═════ Records provided

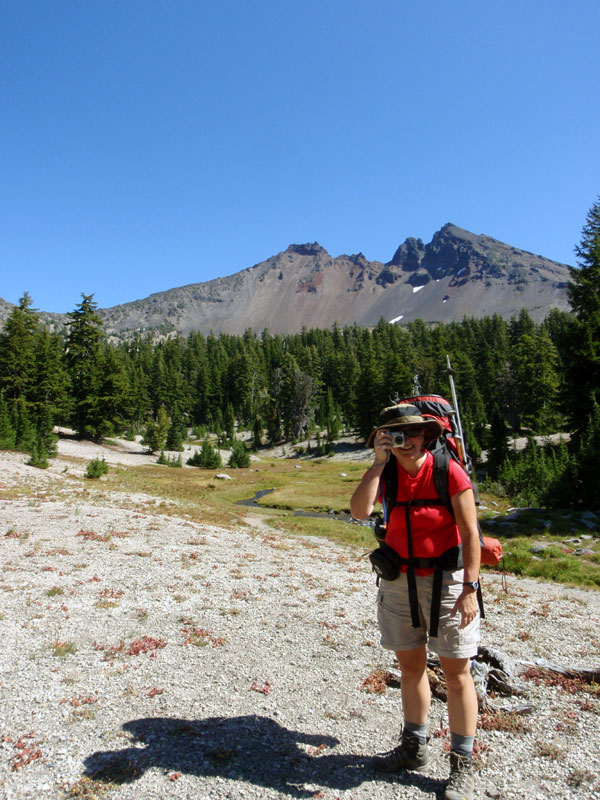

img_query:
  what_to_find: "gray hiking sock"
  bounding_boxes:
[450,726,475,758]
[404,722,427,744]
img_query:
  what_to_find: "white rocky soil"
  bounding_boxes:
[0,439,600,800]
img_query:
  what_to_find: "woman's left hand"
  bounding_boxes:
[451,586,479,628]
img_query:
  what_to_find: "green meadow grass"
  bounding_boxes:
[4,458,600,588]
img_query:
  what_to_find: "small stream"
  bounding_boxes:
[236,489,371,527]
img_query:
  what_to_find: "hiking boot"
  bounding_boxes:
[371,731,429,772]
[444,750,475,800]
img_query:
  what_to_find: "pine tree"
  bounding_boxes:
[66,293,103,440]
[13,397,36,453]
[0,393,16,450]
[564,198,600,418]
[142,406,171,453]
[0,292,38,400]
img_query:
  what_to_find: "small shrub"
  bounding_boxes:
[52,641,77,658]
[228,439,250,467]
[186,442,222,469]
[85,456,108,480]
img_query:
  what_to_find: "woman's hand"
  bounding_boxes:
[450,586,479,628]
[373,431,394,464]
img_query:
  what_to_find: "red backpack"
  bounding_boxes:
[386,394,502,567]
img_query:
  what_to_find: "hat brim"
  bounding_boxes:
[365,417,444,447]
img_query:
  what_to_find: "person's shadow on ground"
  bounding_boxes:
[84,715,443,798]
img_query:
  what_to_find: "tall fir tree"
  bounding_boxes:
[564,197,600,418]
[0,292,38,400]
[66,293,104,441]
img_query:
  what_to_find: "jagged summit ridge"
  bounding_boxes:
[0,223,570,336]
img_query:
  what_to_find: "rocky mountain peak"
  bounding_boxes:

══════════
═════ Records provided

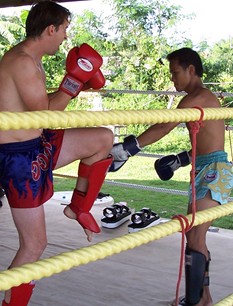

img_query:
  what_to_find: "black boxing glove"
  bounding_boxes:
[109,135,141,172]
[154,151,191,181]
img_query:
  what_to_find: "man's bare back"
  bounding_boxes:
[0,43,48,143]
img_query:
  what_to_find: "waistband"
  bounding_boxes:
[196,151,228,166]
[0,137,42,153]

══════════

Challenge: Find each line above that contains the word "rocky" and copy those lines.

Final result:
  what_to_find: "white rocky soil"
  what_to_find: "rocky mountain peak"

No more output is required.